Top of Records for this task
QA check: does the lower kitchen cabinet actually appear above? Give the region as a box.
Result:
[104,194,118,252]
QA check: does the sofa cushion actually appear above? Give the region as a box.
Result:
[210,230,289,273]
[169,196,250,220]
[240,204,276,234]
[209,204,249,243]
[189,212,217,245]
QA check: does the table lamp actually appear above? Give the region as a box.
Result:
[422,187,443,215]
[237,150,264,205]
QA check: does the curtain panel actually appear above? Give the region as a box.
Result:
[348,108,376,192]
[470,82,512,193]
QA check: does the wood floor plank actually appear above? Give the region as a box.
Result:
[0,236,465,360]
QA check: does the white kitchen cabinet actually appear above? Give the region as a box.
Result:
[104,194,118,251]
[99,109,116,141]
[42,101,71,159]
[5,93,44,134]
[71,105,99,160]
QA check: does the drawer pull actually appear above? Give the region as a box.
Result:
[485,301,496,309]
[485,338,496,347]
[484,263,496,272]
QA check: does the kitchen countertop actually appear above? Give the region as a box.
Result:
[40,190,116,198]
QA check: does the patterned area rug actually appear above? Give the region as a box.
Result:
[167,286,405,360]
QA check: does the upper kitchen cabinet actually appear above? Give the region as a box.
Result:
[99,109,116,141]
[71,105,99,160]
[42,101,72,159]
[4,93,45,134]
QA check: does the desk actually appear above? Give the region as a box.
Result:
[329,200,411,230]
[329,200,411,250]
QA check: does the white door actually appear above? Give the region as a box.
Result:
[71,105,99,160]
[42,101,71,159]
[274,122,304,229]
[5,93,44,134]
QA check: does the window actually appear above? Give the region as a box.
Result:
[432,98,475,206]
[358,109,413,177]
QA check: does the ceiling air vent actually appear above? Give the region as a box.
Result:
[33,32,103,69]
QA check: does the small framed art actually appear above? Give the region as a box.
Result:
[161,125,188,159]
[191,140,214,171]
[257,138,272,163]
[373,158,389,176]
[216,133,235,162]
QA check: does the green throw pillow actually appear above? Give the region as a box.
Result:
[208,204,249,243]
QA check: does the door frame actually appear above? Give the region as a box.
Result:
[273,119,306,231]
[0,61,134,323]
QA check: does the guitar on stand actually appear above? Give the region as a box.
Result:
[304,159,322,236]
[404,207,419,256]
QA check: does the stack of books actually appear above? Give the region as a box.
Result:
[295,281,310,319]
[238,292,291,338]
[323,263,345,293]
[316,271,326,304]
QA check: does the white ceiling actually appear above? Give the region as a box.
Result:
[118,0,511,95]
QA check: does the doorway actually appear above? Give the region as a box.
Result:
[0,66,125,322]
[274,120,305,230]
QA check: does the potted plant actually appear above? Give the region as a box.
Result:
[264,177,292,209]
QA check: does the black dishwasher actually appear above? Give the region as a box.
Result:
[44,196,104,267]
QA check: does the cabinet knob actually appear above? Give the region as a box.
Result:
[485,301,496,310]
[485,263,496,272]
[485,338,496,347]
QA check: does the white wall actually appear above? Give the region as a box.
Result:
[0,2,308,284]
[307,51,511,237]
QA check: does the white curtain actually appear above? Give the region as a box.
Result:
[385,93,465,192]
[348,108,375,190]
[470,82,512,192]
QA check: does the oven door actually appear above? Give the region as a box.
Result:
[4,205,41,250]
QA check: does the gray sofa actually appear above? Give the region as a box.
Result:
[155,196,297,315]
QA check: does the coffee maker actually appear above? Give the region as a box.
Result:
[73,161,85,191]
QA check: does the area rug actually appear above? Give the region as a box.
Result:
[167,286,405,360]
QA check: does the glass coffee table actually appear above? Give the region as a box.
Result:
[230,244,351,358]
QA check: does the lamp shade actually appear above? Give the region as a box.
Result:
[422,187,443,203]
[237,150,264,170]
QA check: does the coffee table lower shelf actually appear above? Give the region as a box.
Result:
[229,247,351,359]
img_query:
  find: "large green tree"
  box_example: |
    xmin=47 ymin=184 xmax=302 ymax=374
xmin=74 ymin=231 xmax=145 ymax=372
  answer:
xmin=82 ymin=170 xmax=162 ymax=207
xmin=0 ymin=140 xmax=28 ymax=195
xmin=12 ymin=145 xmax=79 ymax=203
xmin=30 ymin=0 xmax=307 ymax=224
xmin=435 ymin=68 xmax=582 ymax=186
Bottom of Records for this task
The problem:
Write the records again exactly as they stand.

Reply to the task:
QA check: does the lower kitchen cabinet actually appear above? Give the region as a box.
Result:
[104,194,118,252]
QA check: does the sofa cushion actually appear above? Give the region as a box.
Result:
[210,230,289,273]
[169,196,250,220]
[240,204,276,234]
[209,204,249,243]
[189,212,217,245]
QA check: does the table lamp actually appear above? Give the region as a box.
Result:
[422,187,443,215]
[237,150,264,205]
QA check: does the curtain panel actually appear above? Give the region as a box.
Result:
[348,108,376,192]
[470,82,512,193]
QA check: does the wood floor plank actually appear above? Give the region as a box.
Result:
[0,236,465,360]
QA check: does the white kitchen cabinet actually appear above? Give the region as a box.
Result:
[104,194,118,251]
[99,109,116,141]
[42,101,71,159]
[5,93,44,134]
[71,105,99,160]
QA check: does the drawer pull actually appear above? Give the region as a box.
Result:
[485,301,496,309]
[485,338,496,347]
[484,263,496,272]
QA check: does the kitchen countertop actually appear above? Give the region as a box.
Result:
[40,190,116,198]
QA check: does the patterned area rug actually appear above? Give the region as a box.
Result:
[167,286,405,360]
QA check: does the upper kitchen cabinet actually appear above? Give the region as a box.
Result:
[99,109,116,141]
[71,105,99,160]
[42,101,72,159]
[4,93,45,134]
QA check: does the desk actually appear above? Give the region as a box.
Result:
[329,200,411,230]
[329,200,411,250]
QA check: does the white door actually appear above? Give the region as a box.
Result:
[71,105,99,160]
[42,101,71,159]
[274,122,304,229]
[5,93,44,134]
QA check: does the window actually appear above? Give the region as a box.
Result:
[432,98,475,206]
[358,109,413,177]
QA check: does the ceiling air vent actually appear above? Give the region as a box.
Result:
[33,32,103,69]
QA check: does the small framed art actually appear above? Give the region as a box.
Result:
[161,125,188,159]
[191,140,214,171]
[257,138,272,163]
[373,158,389,176]
[216,133,235,162]
QA check: does the green throw pillow actually appear above? Give the region as a box.
Result:
[208,204,249,243]
QA check: does the door frame actually appear above? Give the region as a box.
Result:
[273,119,306,231]
[0,61,134,323]
QA check: does the guitar on stand actually appear above? Give the region as a box.
Result:
[304,159,322,236]
[404,207,419,256]
QA check: does the stack of books actually appear above? Give the region as a box.
Result:
[295,281,310,319]
[238,292,291,338]
[323,263,345,293]
[316,271,326,304]
QA check: does the white ceiling actually appear above? Give the region as a box.
Result:
[118,0,511,95]
QA check: does the doorway actually appear above? Give the region as a box.
Result:
[0,66,125,322]
[274,120,305,230]
QA check: does the potted plant actually appear above? Give the region as a box.
Result:
[264,177,292,209]
QA check: does the black dishwasher actually appear above? Give the region as a box.
Result:
[44,196,104,267]
QA check: does the cabinet knob actually appear above? Give the region as a box.
Result:
[485,301,496,310]
[485,263,496,272]
[485,338,496,347]
QA check: does the white wall actually appear above? Give the region as a box.
Result:
[0,2,308,284]
[307,51,511,237]
QA check: does the white curtain actually appear above? Give the region as a box.
Result:
[385,93,465,192]
[348,108,375,190]
[470,82,512,192]
QA check: does the oven door actually appear above? Give the region as a box.
Result:
[4,205,41,250]
QA check: does the gray sofa actually appear above? Give the region as a box.
Result:
[155,196,297,315]
QA check: does the coffee maker actually appear above? Give the region as a box.
Result:
[73,161,85,191]
QA check: does the area rug actually appear above? Give the region as a box.
Result:
[167,286,405,360]
QA check: does the glass coffee table actually appear above? Give the region as a box.
Result:
[230,244,351,358]
QA check: does the lamp shade actually appear above? Give the region as a box.
Result:
[422,187,443,203]
[237,150,264,170]
QA check: does the coffee table lower shelf actually appear above? Give the region as a box.
Result:
[229,247,351,359]
img_query:
  find: "large green tree"
  box_example: |
    xmin=47 ymin=184 xmax=302 ymax=374
xmin=74 ymin=231 xmax=145 ymax=372
  answer:
xmin=82 ymin=170 xmax=162 ymax=207
xmin=0 ymin=140 xmax=28 ymax=195
xmin=12 ymin=145 xmax=79 ymax=203
xmin=30 ymin=0 xmax=307 ymax=224
xmin=435 ymin=68 xmax=582 ymax=186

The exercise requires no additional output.